#### Goals
- 1) Render the lines of the records as a Markdown table with the columns "Row" and "Line," starting at the line containing "In the photo below, where can the dark" and ending at the line containing "column 48, row 47". Skip blank lines and leave the pictures out.
- 2) Write what comes next in the reflection on the Tao Te Ching, picking up after its final sentence.

#### Reading text

-- Start --

It's the one thing I regret that I can't read the Tao Te Ching in its original language.

The Tao was my first introduction to ancient wisdom as I found a copy of an English translation of it in my mother's book collection when I was about 17 years of age. Even then it had an effect on me, although I didn't fully understand the ethemiral nature of its philosophy back then.

I read it again in my early 20's and understood it better I think. At the time I had just discovered meditating as a tool to help me combat depression, and that second reading of the Tao Te Ching resonated with the practice of meditation like the ring of a tuning fork.

In my mind, Taoism is regarded as a kind of dialectical philosophy: if without the ugly, without the beautiful.

I agree. The many 'seemingly' paradoxical statements in the Tao Te Ching serve as a kind of linguistic mental gymnastics to point at concepts that are beyond language.

-- End --

#### Records from a data source
-- Start --

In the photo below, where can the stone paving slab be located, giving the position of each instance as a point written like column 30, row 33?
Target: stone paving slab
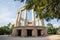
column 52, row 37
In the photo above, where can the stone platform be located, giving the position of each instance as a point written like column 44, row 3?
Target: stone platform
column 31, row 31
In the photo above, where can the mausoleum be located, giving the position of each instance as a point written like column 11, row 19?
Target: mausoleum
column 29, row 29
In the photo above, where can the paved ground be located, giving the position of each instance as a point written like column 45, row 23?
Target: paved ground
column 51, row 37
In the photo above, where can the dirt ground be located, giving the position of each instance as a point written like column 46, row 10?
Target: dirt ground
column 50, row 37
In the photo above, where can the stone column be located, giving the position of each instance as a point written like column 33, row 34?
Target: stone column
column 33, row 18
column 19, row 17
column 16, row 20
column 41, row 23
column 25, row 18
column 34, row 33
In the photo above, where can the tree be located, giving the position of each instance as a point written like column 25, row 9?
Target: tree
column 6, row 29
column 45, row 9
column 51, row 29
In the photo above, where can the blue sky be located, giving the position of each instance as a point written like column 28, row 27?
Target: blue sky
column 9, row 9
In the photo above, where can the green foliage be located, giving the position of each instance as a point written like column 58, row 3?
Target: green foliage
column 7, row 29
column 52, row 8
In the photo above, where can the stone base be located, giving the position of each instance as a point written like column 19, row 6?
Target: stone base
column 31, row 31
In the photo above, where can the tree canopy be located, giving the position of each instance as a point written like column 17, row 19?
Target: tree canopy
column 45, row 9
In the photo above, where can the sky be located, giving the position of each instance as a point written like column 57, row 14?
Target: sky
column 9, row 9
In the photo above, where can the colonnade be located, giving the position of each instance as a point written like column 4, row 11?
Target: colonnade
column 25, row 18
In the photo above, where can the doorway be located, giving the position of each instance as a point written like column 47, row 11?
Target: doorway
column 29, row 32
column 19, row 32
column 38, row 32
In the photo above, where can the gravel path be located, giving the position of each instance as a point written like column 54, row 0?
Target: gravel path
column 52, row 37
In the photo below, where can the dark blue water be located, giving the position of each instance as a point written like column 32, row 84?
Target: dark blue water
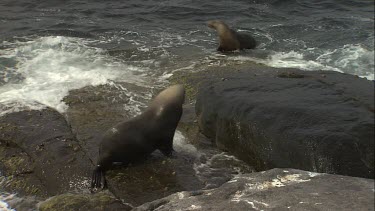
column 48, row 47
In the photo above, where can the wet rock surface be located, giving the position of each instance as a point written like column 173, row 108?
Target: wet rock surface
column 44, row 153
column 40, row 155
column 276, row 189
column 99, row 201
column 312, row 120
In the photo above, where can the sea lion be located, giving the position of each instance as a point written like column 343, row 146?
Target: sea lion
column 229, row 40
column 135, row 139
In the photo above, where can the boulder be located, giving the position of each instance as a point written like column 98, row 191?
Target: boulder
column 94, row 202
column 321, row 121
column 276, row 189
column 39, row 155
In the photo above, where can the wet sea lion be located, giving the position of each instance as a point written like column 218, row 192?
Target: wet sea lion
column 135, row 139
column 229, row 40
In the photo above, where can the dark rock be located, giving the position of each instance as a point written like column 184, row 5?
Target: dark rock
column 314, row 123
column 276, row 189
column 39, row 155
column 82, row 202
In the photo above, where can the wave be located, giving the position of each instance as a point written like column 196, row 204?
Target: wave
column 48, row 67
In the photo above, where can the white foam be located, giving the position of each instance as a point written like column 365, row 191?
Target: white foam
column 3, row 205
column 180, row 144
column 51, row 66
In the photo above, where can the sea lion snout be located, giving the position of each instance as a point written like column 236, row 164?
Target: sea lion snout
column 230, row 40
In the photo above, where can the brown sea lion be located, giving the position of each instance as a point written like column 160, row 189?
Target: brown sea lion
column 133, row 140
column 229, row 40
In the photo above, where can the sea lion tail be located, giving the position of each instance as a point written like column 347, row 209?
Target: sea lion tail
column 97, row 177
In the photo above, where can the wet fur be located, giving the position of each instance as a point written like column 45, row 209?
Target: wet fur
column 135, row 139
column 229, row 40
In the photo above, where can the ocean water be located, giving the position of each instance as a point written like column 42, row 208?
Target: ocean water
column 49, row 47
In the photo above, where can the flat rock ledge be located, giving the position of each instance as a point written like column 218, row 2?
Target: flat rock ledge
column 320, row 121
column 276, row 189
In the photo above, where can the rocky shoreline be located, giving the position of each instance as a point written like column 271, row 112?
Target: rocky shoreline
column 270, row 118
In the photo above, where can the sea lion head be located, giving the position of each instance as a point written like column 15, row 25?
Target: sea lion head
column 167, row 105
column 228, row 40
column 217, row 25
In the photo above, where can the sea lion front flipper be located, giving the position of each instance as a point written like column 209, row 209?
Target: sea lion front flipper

-- End --

#### Replies
- 1)
| Row | Line |
|---|---|
| 1 | In the photo below, where can the dark blue water be located, giving the position of each instance as a point written like column 32, row 84? |
| 2 | Target: dark blue water |
| 3 | column 48, row 47 |

- 2)
That's why I used that Buddhist metaphor of the finger pointing to the moon. It's truly wonderful when the majesty of the moon becomes apparent. When the 'seemingly' nonsensical words point you to the knowing that is at the heart of the Tao. It's the same feeling I get when I stare at a tree swaying in the wind and feel a deep peace descend. The writer in me likes to believe it's the tree's spirit communicating with me, but it could just as equally be me feeling the silent observant nature of the tree.